REQUIREMENT:
Gather each line in the rows below that contains the string "beaded", and copy those lines unchanged.

DATA TO PROCESS:
-- start --
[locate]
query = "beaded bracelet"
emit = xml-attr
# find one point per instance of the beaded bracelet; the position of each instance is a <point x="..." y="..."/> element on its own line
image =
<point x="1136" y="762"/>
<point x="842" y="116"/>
-- end --
-- start --
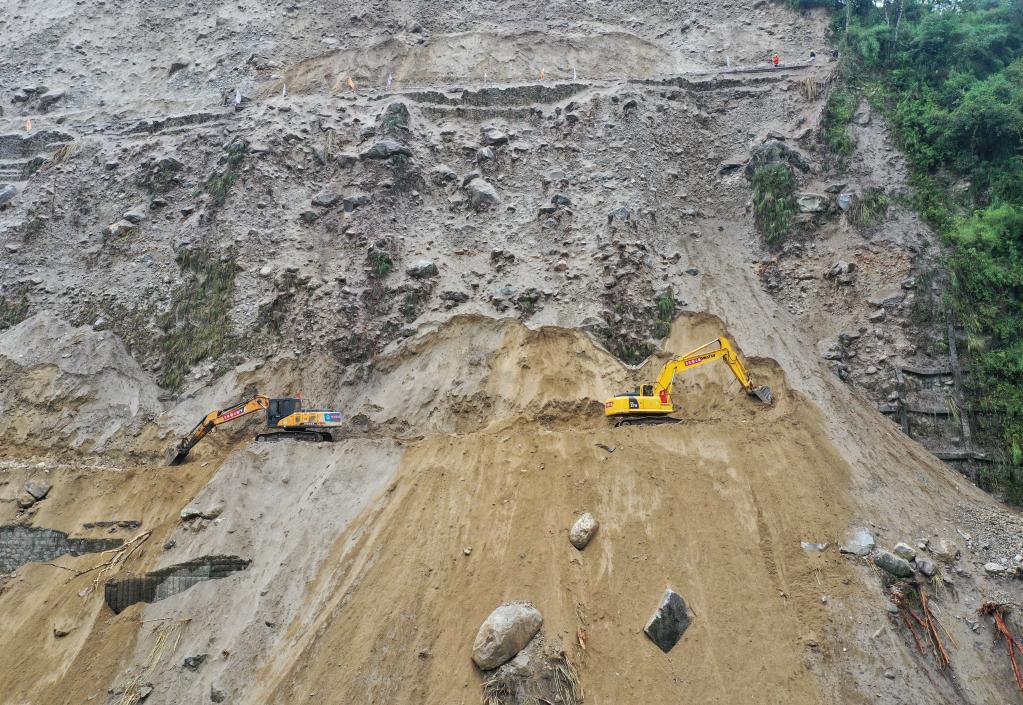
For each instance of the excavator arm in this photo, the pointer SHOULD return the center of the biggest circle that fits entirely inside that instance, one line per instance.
-- end --
SOLUTION:
query = "beaded bracelet"
# find one point per instance of the beaded bracelet; the position of each instance is a <point x="..." y="..."/> element on its own line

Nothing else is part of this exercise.